[Opening EXCERPTED DATA section]

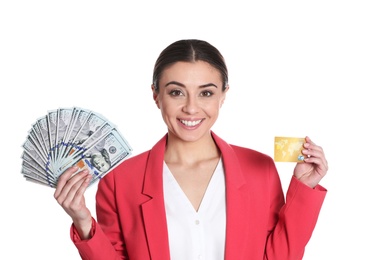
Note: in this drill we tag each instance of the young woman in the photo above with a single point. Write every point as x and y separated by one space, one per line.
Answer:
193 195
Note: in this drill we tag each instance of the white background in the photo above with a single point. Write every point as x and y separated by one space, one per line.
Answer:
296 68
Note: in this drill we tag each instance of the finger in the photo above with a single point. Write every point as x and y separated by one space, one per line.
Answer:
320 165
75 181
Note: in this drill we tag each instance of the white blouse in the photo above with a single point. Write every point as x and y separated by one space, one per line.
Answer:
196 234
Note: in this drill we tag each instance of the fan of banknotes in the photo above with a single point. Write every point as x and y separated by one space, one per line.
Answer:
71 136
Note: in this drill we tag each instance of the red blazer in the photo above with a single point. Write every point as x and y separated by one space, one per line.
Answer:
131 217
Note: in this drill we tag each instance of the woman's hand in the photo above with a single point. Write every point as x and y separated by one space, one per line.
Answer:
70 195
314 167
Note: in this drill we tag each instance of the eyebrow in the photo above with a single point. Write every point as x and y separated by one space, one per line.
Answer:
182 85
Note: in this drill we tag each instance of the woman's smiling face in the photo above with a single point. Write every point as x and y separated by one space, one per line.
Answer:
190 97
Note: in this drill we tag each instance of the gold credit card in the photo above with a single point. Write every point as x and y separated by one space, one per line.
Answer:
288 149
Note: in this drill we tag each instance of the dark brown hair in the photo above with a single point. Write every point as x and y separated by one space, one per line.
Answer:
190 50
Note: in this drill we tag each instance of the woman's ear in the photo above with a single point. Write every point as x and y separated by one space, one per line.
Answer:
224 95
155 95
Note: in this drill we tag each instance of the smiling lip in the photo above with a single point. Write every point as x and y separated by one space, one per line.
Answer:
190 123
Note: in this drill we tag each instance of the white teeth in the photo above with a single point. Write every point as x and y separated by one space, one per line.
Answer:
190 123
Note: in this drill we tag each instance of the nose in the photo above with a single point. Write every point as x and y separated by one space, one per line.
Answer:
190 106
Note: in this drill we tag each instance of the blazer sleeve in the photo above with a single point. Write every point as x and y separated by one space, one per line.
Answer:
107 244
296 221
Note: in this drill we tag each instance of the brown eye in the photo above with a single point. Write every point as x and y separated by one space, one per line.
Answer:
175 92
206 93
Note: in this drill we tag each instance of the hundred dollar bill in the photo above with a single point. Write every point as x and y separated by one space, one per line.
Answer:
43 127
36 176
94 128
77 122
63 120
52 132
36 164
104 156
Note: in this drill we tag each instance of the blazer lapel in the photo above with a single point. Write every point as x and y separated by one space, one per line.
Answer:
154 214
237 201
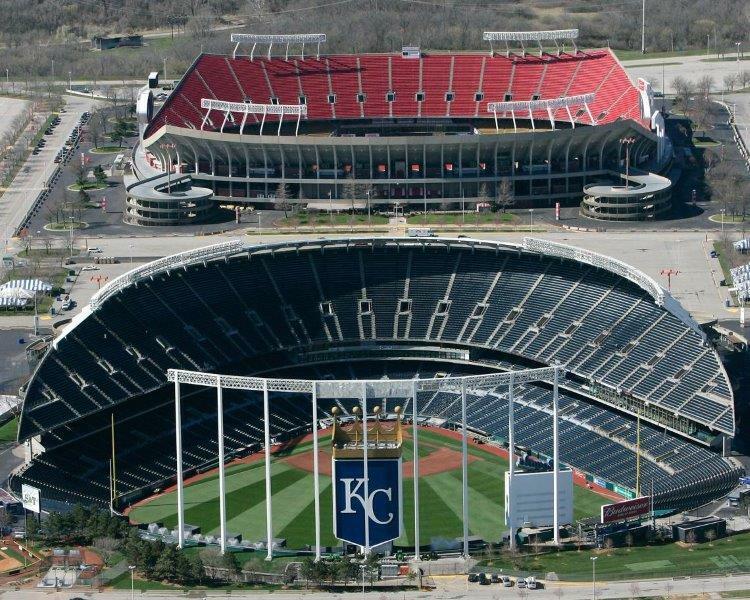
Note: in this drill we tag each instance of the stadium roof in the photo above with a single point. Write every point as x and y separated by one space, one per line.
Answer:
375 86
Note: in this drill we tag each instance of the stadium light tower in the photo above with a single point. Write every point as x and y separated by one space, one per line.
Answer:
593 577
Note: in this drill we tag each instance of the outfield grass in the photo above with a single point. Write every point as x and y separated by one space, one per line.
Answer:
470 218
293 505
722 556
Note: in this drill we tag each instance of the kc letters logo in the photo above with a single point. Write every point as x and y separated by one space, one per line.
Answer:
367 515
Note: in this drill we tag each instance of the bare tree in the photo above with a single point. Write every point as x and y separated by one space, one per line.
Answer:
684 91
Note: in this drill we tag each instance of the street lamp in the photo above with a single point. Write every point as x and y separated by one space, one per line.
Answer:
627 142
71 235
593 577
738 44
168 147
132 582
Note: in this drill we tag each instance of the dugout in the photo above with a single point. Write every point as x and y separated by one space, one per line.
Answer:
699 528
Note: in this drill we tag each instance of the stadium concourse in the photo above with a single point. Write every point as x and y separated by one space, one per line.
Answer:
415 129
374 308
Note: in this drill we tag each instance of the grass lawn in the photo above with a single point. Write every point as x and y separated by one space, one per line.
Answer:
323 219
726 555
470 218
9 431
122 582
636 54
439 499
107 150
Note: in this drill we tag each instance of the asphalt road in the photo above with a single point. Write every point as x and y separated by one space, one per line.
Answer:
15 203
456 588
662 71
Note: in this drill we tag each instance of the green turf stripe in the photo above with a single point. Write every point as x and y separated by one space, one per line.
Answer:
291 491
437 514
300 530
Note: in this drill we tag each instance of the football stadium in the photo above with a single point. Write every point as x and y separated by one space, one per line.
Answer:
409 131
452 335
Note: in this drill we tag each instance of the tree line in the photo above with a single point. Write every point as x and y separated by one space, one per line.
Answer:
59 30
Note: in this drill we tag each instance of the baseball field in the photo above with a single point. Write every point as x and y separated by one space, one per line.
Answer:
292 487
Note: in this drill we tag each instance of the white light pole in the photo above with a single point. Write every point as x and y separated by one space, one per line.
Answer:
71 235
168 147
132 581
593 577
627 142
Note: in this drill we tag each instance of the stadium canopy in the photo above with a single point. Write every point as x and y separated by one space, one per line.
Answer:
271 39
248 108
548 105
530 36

[Closing EXCERPTED DATA section]

* THE TASK *
Every line above in which the word "light" occurs needs to be copied.

* ANSWER TO THIS EXERCISE *
Note: in this drill we tag each instance of the stadium light tower in the photo above with a single point. Write every point as x and y separated by one space, one per line.
Note: in this drill we tag each instance of the white light pole in the photo above with a single point. Write every point as x and y separated by one space, one per line.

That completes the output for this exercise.